• _Your goal_
Extract each line of the records below that contains the string "woman". Matching is case-sensitive.

• _Material for the task_
— START —

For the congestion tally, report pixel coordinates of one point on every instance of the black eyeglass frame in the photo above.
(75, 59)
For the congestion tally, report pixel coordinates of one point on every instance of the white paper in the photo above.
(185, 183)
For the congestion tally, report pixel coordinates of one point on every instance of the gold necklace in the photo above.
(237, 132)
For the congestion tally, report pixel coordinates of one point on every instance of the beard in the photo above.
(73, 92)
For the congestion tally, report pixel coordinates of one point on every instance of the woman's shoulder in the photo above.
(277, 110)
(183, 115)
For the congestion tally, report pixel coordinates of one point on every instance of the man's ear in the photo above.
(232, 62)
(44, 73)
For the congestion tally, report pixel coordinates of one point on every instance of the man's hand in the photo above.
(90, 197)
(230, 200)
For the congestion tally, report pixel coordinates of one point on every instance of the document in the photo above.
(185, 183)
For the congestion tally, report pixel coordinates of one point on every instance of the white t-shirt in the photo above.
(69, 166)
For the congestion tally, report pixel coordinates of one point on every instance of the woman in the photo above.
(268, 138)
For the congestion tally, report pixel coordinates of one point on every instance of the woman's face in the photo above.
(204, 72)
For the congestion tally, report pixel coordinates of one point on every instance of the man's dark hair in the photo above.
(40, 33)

— END —
— START —

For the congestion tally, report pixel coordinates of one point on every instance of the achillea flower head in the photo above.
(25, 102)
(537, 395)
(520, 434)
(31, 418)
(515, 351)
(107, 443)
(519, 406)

— END —

• _Finished exercise_
For the congestion tally, report pixel coordinates of one point on every instance of the woman's shoulder in the photo above.
For the congestion tally, report pixel coordinates of one point on every instance of the woman in the photo above.
For the congestion tally, report pixel coordinates of one point on every instance of the woman's face in the photo above.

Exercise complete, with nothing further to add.